* start Source data *
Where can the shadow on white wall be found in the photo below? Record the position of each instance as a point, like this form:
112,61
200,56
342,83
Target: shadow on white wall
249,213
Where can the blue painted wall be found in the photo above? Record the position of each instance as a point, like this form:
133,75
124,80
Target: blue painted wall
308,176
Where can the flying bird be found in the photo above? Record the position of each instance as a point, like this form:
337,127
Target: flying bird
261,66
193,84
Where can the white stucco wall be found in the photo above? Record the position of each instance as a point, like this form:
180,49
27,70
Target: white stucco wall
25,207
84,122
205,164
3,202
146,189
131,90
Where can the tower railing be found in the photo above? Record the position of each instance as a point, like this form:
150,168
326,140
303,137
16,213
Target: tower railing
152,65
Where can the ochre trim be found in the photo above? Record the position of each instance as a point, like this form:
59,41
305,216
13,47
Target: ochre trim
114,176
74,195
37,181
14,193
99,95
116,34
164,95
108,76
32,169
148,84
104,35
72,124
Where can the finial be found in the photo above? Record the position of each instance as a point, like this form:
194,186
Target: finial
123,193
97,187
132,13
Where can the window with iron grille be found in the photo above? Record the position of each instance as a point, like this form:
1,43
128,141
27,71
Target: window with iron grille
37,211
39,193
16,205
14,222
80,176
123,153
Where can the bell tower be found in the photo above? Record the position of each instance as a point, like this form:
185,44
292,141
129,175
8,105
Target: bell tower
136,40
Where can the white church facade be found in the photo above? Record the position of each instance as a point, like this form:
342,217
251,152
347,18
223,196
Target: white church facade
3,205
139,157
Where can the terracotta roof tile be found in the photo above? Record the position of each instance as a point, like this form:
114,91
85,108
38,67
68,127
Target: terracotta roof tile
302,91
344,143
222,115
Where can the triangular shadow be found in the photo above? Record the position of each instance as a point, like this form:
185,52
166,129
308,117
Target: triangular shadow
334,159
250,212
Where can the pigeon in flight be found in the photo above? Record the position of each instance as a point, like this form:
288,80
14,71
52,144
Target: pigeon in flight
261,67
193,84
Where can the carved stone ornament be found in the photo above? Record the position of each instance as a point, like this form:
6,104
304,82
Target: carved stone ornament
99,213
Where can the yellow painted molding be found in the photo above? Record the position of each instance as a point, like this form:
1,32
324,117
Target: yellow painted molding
* end Source data *
**Task instructions:** Present every line of the items above as a numbered list, omitting any blank lines.

**Written answer:**
1. Where can the shadow on white wall be found in the photo below? Record the position of each instance as a point, like this form:
2. 112,61
3. 200,56
4. 342,83
5. Target: shadow on white wall
6. 249,213
7. Where can the blue painted wall be found in the photo above? Record the position of each instance as a point, like this form:
8. 133,75
9. 124,80
10. Target: blue painted wall
11. 308,176
12. Where can the flying bird be found in the photo above? Record the position of each instance as a point, like this form:
13. 337,127
14. Target: flying bird
15. 261,66
16. 193,84
17. Where can the white stucco wall be found in the photo above? Record the position of each instance as a point, like this form:
18. 180,49
19. 27,70
20. Target: white stucco wall
21. 25,207
22. 84,122
23. 205,164
24. 3,202
25. 146,189
26. 131,90
27. Where can the tower railing be found in the photo above? Record the position of each instance as a point, like this form:
28. 150,168
29. 326,140
30. 303,137
31. 16,213
32. Target: tower railing
33. 152,65
34. Where can the ochre trim be found in the photo above? Record the position of each instance as a point, like this form:
35. 59,41
36. 305,216
37. 13,47
38. Target: ochre trim
39. 114,176
40. 74,195
41. 37,181
42. 14,193
43. 99,95
44. 116,34
45. 164,95
46. 108,76
47. 32,169
48. 148,84
49. 104,35
50. 72,124
51. Where can the finial be found in the photo above? Record the position of each instance as a point, like this form:
52. 194,186
53. Target: finial
54. 123,193
55. 97,187
56. 132,13
57. Where can the window with iron grille be found in the photo above? Record the position of each instance as a point, like this form:
58. 1,43
59. 128,141
60. 27,71
61. Target: window with iron grille
62. 37,211
63. 39,193
64. 16,205
65. 14,222
66. 80,176
67. 123,153
68. Where can the bell tower be found in the photo above? Record the position of each instance as a point, like this form:
69. 185,44
70. 292,141
71. 129,175
72. 8,105
73. Target: bell tower
74. 136,40
75. Where can the white church facade be found in the photo above? Record the position of each instance as a point, like this form:
76. 342,217
77. 251,152
78. 347,18
79. 223,196
80. Target: white church facade
81. 3,205
82. 139,157
83. Where can the terracotta roof tile be found in the photo above? Record the position of each instance as a point, like this form:
84. 114,91
85. 85,108
86. 38,67
87. 68,127
88. Target: terracotta roof tile
89. 302,91
90. 344,143
91. 222,115
92. Where can the triangular shadow be found in the photo above? Record the position of each instance as a point, like this form:
93. 185,52
94. 166,129
95. 308,117
96. Target: triangular shadow
97. 334,159
98. 250,212
99. Where can the pigeon in flight be found in the photo above? Record the position of each instance as a point, like this form:
100. 288,80
101. 14,71
102. 52,144
103. Target: pigeon in flight
104. 261,67
105. 193,84
106. Where can the carved stone ornament be found in the photo above? Record the position of each instance as a point, like this form:
107. 6,104
108. 304,82
109. Target: carved stone ornament
110. 99,213
111. Where can the yellow painted molding be found in the photo above? Record the position of each instance as a point, like this form:
112. 1,32
113. 324,117
114. Target: yellow painted molding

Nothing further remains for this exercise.